### Exercise aim
Repeat the data exactly as it appears.

Dataset entries:
□ □ □ □ □ □ □
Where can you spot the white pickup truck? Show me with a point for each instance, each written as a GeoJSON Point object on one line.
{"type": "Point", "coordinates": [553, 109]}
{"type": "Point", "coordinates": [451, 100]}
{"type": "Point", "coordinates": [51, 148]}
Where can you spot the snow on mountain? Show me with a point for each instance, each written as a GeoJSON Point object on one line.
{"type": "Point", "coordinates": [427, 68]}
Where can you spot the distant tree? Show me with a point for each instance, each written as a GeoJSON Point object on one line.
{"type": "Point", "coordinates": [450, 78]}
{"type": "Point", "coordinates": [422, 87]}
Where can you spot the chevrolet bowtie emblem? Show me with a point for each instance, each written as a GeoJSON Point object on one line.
□ □ □ □ □ □ □
### Completed exercise
Where can you spot the white pickup truck? Show me with a point for each instance, each written as a GeoJSON Point object on one line.
{"type": "Point", "coordinates": [553, 109]}
{"type": "Point", "coordinates": [451, 100]}
{"type": "Point", "coordinates": [51, 148]}
Where can you spot the snow on mountain? Show me with a point for each instance, each written as a GeoJSON Point object on one line.
{"type": "Point", "coordinates": [427, 68]}
Where can you spot the distant tree? Show me with a point for each instance, each written as a GeoJSON Point object on one line.
{"type": "Point", "coordinates": [450, 78]}
{"type": "Point", "coordinates": [422, 87]}
Where can you spot the chevrolet bowtie emblem? Show me with a point for each instance, each written as a GeoJSON Point object on one line.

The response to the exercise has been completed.